▸ MATERIAL TO PROCESS:
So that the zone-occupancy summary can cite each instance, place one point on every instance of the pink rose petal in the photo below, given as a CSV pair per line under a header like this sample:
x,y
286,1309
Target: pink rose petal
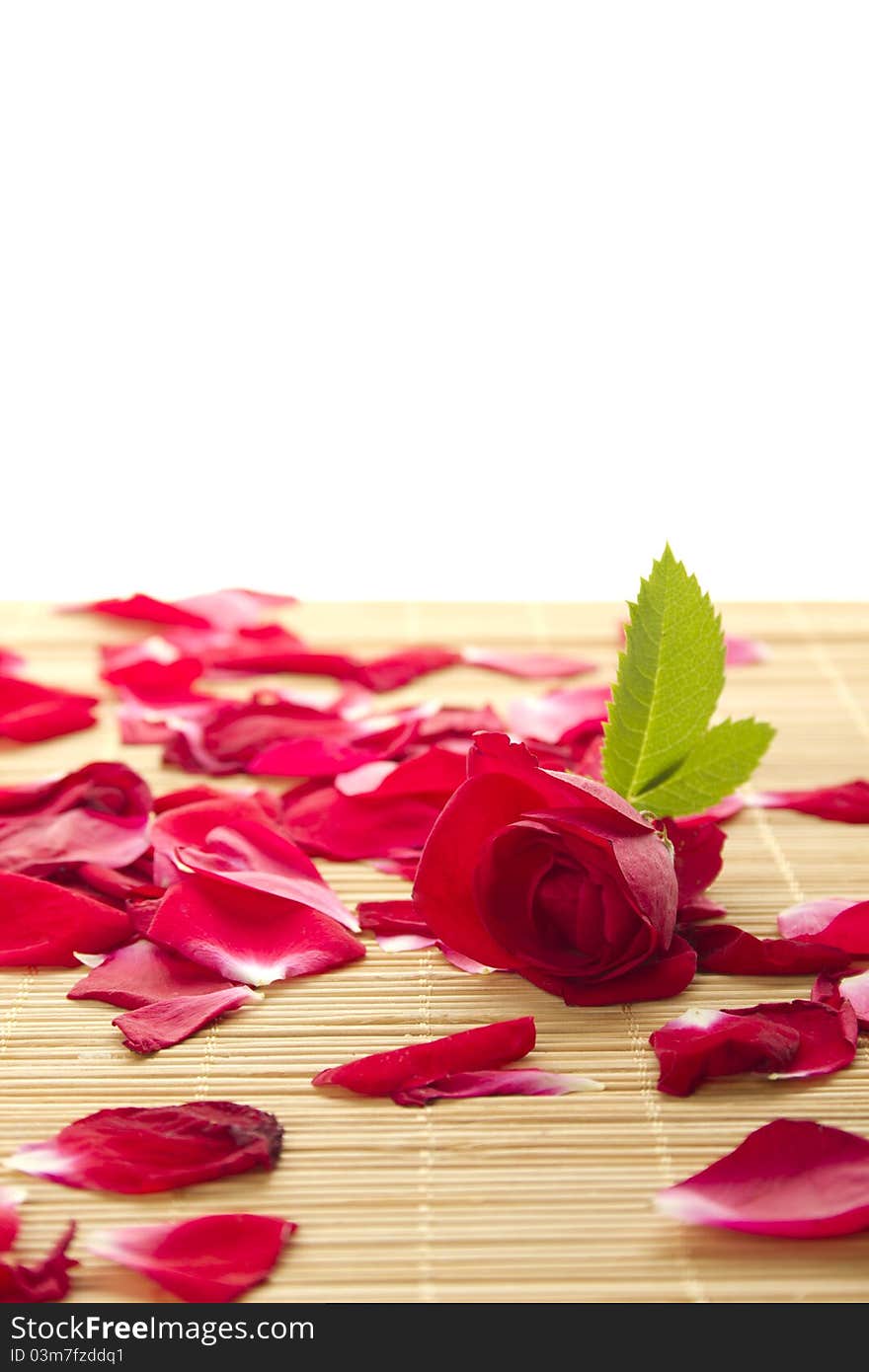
x,y
165,1023
792,1179
246,935
42,925
839,924
215,1257
725,949
141,973
140,1149
45,1280
848,801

▸ TASK DESCRIPTION:
Rewrite the records above, replacing "pink rose petal" with "red rose petal" wherever it appears and changing nothing else. Leave the picture out.

▸ CORRECT ANSWER:
So that the zone-occupancy summary can cite each instance, place one point on every instance of the red rose petal in the photo below, given as a CSV pair per line under a header like this sample:
x,y
286,1309
Target: red rose petal
x,y
165,1023
792,1179
246,935
42,925
839,924
215,1257
725,949
141,973
140,1149
45,1280
848,801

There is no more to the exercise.